> **Task list**
**1)** Do these statements agree with the thread on America's political middle? For each, answer yes or no and quote the deciding words from the thread exactly. (a) Polls are unreliable for gauging the middle because most of the middle does not respond. (b) The poster is one of four children. (c) Spring elections draw strong turnout.
**2)** Can you write what comes next in the thread on America's political middle, continuing from its final sentence?

(Study text Opens)

The quietest voice in America

Modern political labels didn’t really apply then.

Well that serves me right for asking about truisms of American politics and hoping not to cop the whole gambit of truisms.

Sort of intergalactically missing the OP but actually answering the question.

Curtis, go and shit in your own thread.

Then why are you trying to cite them as examples?

:smiley:

I thought I recognized the thread title.

And this thread has become an example of what I stated. Note the lack of moderate voices in GD overall. The mostly sane people avoid this place like the plague. (Or at least the ratio of lurkers to posters is probably the highest in here or the Pit.)

What makes the US very hard to govern from the middle is that they are generally apathetic about politics. They may be very certain where they stand on issues and generally well-read, but they do not campaign for those issues, donate money to candidates, or pay attention to Congress or the White House unless it hits the 5 o’clock news - and that is the extent of the attention. So they are very difficult to build a coalition on since it is also very difficult to tell where they actually stand on issues. Polls are highly unreliable in that regard as well, since most of the middle does not respond.

Personal anecdote: I am the only highly politically active child among six. Two others are moderately active - making sure to vote in every election and make an occasional donation of time or money. And one is D and the other R. The other three might vote in the presidential election. And I am the only one who would gladly participate in a poll. The rest will find something else to do. And I know I am an outlier in most of my responses.

The middle is good for turning out to vote every four years, but not more than that, so midterms, local issues, and other off-term elections (spring turnouts are abysmal) are also dominated by partisans. And the gerrymandering in the US also makes it very hard for moderate representatives to be elected at both national and state levels. So even if the top guy or gal is moderate, odds are the legislature they have to work with is filled with partisans who represent their base, not their overall constituency.

(Study text Closes)
(Supplied records Opens)

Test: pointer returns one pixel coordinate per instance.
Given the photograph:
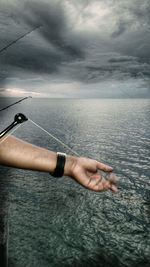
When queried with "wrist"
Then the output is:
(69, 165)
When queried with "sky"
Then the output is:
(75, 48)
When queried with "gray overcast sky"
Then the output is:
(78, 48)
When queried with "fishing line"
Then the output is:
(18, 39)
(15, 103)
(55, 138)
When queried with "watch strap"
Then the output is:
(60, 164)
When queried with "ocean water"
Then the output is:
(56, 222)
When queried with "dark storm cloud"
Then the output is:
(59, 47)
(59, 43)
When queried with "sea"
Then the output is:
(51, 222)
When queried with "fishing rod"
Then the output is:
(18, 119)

(Supplied records Closes)
(Supplied records Opens)

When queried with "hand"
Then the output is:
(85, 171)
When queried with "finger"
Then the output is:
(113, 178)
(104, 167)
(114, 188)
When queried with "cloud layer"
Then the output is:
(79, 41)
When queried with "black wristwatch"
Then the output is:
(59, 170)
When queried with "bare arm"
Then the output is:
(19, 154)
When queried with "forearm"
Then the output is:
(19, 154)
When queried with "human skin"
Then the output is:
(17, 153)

(Supplied records Closes)
(Supplied records Opens)

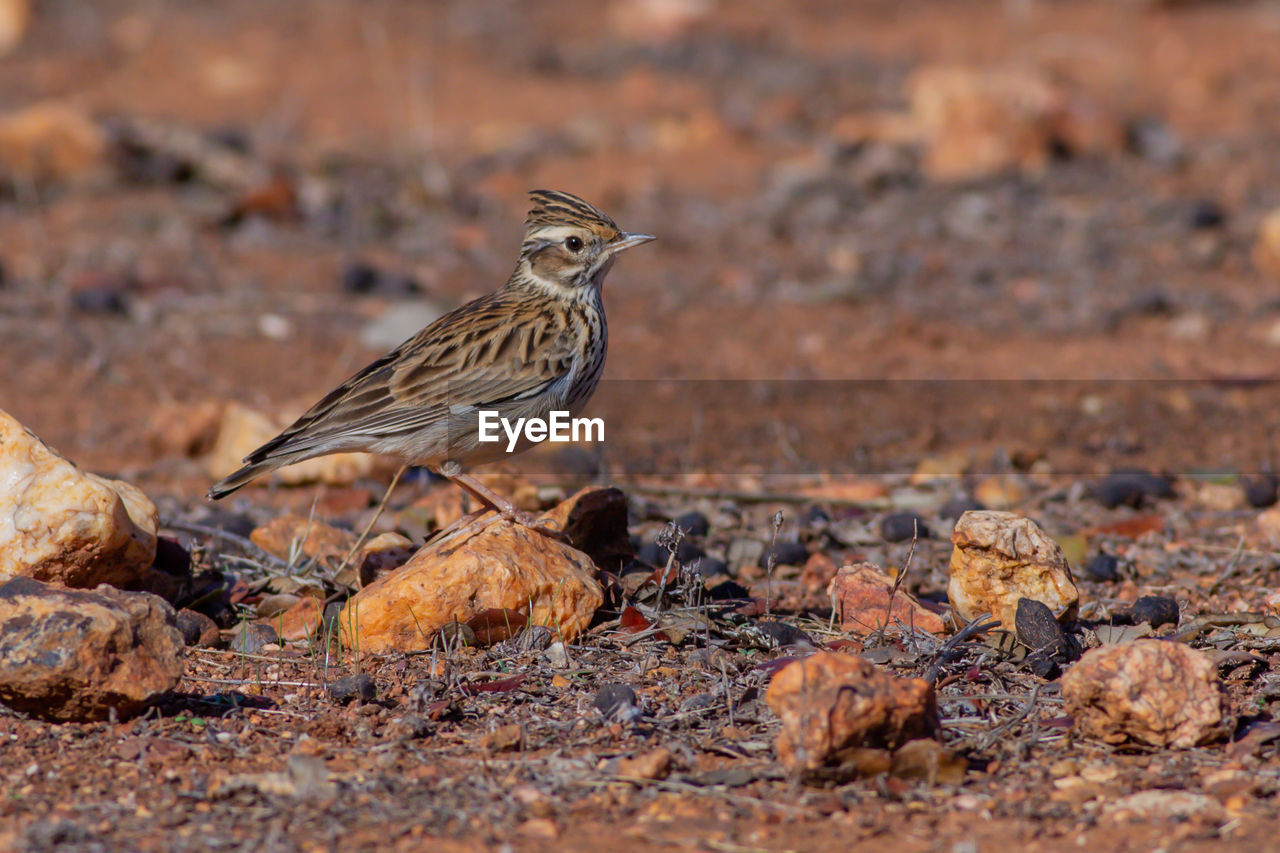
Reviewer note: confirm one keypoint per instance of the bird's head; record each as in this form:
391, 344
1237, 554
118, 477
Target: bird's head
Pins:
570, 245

(Supplied records Closes)

> **Responses for each task**
**1)**
(a) Yes: "Polls are highly unreliable in that regard as well, since most of the middle does not respond."
(b) No: "I am the only highly politically active child among six."
(c) No: "spring turnouts are abysmal"

**2)**
In a sense, this is true. Obama wants to govern from what the SDMB thinks of as “the middle”, but the SDMB is well to the left of the US. So Obama is trying to govern from a moderate left position.

He just isn’t very good at it, so he isn’t particularly successful. It is possible that he might do better now, with the Republican House to pull him back towards the center, as happened with Clinton (plus Clinton was tied up in impeachment and Operation Wag the Dog and so forth, so he didn’t have time to do anything else stupid like trying to increase the deficit and defeat welfare reform and so on). Possible, but not likely.

In sum, the middle does hold the power in America, but the middle isn’t where the extreme lefties think it is.

Regards,
Shodan

You live in your own world. don’t you?

The Dio Show is not a documentary, Diogenes. Things don’t change because you try to define them away.

Regards,
Shodan

You’re just hijacking the thread now.

Obama is a conservative, dude. He’s right of center. The political right in the US has become so perverted in its perception of the center that it now thinks the policies of Ronald Reagan were “socialist.”

You must have missed the word “don’t” in post #47.

Regards,
Shodan

The Liberals have held power for more years than the Conservative-PC-Conservative party has.

At the rate they’re going, though, the “natural governing party” moniker might be in danger.